> _WHAT TO DO_
A. According to the Calvin and Hobbes trivia post, why might the strip with Hobbes in a washing machine have been left out of the "complete collection"? Answer in one to three sentences.
B. In the Calvin and Hobbes trivia post, in what year did the pair appear on a postage stamp?
C. Continue the Calvin and Hobbes trivia post from where it stops.

** EXCERPTED PASSAGE follows **

7 Things You Might Not Know About Calvin and Hobbes

We’re big Calvin and Hobbes fans at the Kelley house. I was excited to read this article from Mental Floss, which preview a larger article in their December issue. Click over to read more about these little known facts from Bill Watterson’s comic strip:

1. Steven Speilberg and George Lucas both wanted to meet with Bill Watterson. Watterson declined.

2. Before Calvin and Hobbes was regularly published, Watterson was asked to include an existing character named Robotman in the Calvin and Hobbes strip in some of Calvin’s daydreams. He declined.

3. The “complete collection” of Calvin and Hobbes isn’t quite complete. For example, one stri, featuring Hobbes in a washing machine, is missing. Some have speculated that putting the tiger in a spin cycle might be an unwelcome hint he’s not real. No one, including Watterson, ever wanted to have that question answered.

4. Watterson largely refused to license his characters to be made into toys, games, movies and other stuff, but he did allow a few exceptions. Calvin appeared on a Museum of Modern Art shirt commemorating an Ohio State University exhibition of comic art in 2001; two calendars, for 1989 and 1990, were issued; the book Teaching with Calvin and Hobbes was a tutorial intended to help students improve their language skills; finally, the duo mugged for a postage stamp in 2010, part of a Postal Service sheet of comic strip icons. I guess the coffee mug we have at home is contraband.

** End of EXCERPTED PASSAGE **
** PROVIDED DATA follows **

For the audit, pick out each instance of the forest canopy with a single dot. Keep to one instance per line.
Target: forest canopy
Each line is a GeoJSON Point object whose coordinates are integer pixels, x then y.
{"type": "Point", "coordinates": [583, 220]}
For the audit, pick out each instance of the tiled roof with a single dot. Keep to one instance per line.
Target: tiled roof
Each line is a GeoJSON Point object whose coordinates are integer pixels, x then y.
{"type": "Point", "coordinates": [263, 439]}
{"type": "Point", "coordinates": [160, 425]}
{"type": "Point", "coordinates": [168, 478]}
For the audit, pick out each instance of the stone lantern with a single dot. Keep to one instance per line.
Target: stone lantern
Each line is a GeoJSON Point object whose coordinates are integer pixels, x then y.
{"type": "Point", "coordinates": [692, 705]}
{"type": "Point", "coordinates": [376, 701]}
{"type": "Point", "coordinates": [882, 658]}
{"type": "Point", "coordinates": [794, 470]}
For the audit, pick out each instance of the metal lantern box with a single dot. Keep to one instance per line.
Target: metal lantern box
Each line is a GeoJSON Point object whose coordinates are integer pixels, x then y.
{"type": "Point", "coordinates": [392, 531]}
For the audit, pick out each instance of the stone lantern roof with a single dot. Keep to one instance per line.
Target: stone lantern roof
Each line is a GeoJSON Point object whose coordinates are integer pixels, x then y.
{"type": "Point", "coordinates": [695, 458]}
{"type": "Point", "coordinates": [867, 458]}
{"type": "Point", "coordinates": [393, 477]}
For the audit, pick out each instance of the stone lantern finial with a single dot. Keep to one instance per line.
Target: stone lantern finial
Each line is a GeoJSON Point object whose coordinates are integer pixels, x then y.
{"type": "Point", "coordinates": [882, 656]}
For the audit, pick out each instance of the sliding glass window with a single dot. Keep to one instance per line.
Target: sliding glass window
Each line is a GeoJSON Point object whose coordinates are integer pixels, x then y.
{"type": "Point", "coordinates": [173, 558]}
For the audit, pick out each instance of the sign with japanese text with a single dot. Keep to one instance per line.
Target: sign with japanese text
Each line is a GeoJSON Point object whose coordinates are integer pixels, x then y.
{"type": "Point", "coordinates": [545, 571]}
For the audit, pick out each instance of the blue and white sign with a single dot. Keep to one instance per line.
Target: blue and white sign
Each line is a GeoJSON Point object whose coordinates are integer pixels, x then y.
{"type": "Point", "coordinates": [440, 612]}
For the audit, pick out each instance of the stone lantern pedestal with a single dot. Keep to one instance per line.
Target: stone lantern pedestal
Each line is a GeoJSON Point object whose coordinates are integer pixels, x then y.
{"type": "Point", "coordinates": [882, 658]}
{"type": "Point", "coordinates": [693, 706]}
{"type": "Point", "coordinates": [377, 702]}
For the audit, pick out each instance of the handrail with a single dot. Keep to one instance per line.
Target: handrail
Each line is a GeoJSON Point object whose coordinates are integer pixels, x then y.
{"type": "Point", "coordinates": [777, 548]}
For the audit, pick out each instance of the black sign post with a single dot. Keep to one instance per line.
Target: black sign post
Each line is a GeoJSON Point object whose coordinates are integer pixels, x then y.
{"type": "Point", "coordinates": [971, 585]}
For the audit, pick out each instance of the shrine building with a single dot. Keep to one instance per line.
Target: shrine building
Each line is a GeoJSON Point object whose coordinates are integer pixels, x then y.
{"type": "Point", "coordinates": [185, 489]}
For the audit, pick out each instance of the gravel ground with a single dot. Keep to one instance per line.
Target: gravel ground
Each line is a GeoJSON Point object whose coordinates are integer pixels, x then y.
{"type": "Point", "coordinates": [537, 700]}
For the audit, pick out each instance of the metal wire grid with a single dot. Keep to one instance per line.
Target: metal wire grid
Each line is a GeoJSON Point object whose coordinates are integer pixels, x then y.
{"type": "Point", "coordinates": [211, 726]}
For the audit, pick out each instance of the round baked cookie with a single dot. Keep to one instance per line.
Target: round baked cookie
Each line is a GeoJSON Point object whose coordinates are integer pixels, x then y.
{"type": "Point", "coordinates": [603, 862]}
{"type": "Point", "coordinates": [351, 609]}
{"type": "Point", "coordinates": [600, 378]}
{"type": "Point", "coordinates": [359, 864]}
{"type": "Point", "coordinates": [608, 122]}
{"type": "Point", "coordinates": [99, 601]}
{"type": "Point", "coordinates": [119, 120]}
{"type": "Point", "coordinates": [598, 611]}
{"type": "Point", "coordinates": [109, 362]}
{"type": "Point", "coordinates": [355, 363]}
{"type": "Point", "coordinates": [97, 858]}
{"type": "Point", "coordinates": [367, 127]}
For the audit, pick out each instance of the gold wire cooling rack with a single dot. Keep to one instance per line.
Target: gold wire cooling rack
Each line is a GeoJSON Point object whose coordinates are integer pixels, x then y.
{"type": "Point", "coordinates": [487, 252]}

** End of PROVIDED DATA **

> _TASK-BY-TASK RESULTS_
A. Some people think that showing Hobbes in a spin cycle might hint that he isn't real. The post says no one, including Watterson, ever wanted that question answered.

B. 2010.

C.
5. While any true fan of Calvin and Hobbes finds the ubiquitous, unauthorized car decal of Calvin peeing on automotive logos distasteful, at least one state took legal action: In the late 1990s, South Carolina slapped drivers sporting it with a ticket for $200, declaring it “obscene.” In a 2005 Q&A with readers to promote the Completecollection, Watterson dryly noted that he “clearly miscalculated how popular it would be to show Calvin urinating on a Ford logo.”

6. Spaceman Spiff, one of Calvin’s alter egos, was originally the whole idea. It was intended to be a parody of the Star Wars space fantasy genre. “It was so bad,” Watterson told the Dallas Morning Newsin 1987, “that I make fun of it in Calvin.”

7. Watterson actually did one other piece of work for sale after the last Calvin strip: An oil-on-canvas depiction of Petey Otterloop, one of the characters in the comic strip Cul de Sac. Watterson donated the work to help raise funds for Parkinson’s research, a disease afflicting the strip’s author, Richard Thompson. Selling for over $13,000 at auction, it might just be the most affordable piece of Watterson art we’ll ever see: an original Calvin and Hobbes Sunday strip sold for a staggering $203,150last year.